● BRIEF: Exactly reproduce the lines beginning with the line that includes "the cow's mouth" and ending with the last line of the data.

● DATASET ENTRIES:
* * * *
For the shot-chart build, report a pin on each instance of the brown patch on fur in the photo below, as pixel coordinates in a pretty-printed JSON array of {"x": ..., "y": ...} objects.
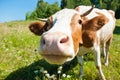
[
  {"x": 76, "y": 31},
  {"x": 90, "y": 27},
  {"x": 39, "y": 27},
  {"x": 112, "y": 13},
  {"x": 77, "y": 8}
]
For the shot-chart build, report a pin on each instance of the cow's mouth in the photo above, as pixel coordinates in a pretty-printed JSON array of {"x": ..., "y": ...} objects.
[{"x": 56, "y": 59}]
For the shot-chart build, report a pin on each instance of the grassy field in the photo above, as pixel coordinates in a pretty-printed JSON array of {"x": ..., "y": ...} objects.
[{"x": 19, "y": 59}]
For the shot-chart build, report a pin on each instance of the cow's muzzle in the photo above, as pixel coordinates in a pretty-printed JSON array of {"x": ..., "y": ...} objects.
[{"x": 56, "y": 47}]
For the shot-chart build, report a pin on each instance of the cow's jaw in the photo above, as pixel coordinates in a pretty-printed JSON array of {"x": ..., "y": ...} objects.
[{"x": 57, "y": 44}]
* * * *
● WRITTEN ANSWER:
For the shot-chart build, report a pin on each instance of the cow's mouth in the photo above, as pixel coordinates in a pretty-printed JSON array of {"x": ..., "y": ...} objects.
[{"x": 56, "y": 59}]
For the shot-chart build, report a pin on each instance of the grassy field in the photo above, as pixel coordinates in a pretty-printed JSON array of {"x": ..., "y": ...} objects.
[{"x": 19, "y": 59}]
For the shot-chart build, report a pin on each instance of the cow's muzzle in the photo above, as pixel coordinates in a pretty-printed JSON array of {"x": ..., "y": ...} objects.
[{"x": 56, "y": 47}]
For the shot-chart build, report a pin on each instance of the cow's jaw in the photo above, as pixel coordinates in a pretty-printed JSON array of {"x": ..., "y": ...} objects.
[{"x": 57, "y": 44}]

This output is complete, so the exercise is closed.